> Exercise description
Could you render the listing's lines as a JSON list of strings, one string per line with blank lines omitted, from the line containing "tag the christmas tree illustration on plate" through the line containing "(741, 1002)", both ends included?

> Available records
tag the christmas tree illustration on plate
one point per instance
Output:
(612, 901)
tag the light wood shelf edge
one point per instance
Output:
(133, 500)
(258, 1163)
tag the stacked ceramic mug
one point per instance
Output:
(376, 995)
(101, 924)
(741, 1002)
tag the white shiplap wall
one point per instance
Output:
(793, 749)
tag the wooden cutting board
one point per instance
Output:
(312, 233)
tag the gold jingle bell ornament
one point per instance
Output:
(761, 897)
--
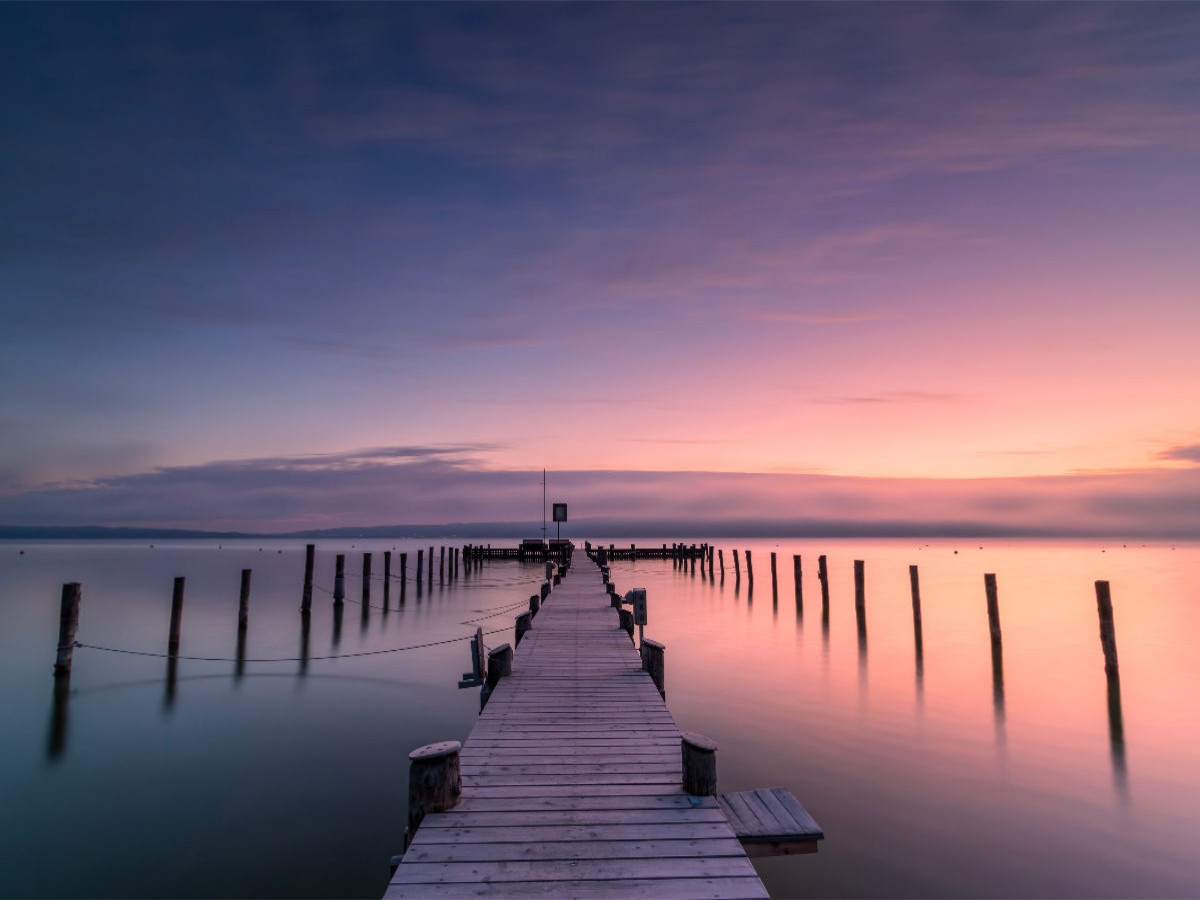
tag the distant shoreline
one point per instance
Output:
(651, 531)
* * *
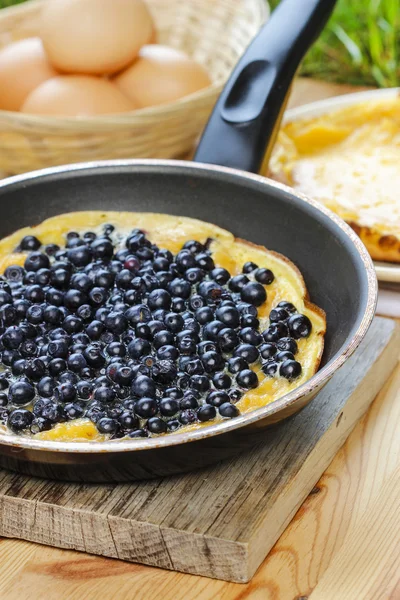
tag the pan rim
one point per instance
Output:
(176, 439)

> Exercise response
[
  "tag the christmas tree illustration on plate",
  "one point per instance",
  "Output:",
  "(612, 901)",
  "tag the light wood shelf edge",
  "one point per instance",
  "Output:",
  "(133, 500)",
  "(258, 1163)",
  "tag the stacked ceramic mug",
  "one point per instance",
  "Output:",
  "(376, 995)",
  "(101, 924)",
  "(741, 1002)"
]